Challenge → Reproduce every line of the records below word for word, leaving out the pictures.
= = =
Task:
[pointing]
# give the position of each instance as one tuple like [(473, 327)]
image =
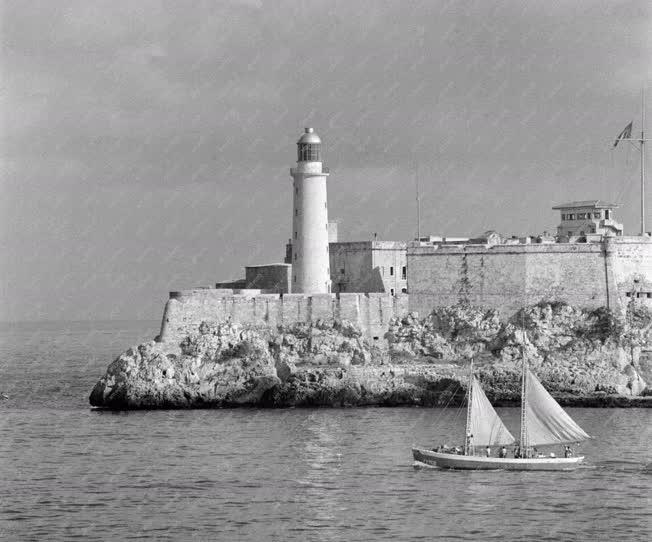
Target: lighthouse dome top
[(309, 136)]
= = =
Worked answer →
Task:
[pointing]
# give the position of each instance as one tuple like [(473, 327)]
image =
Target: lighthouse dome top
[(309, 136)]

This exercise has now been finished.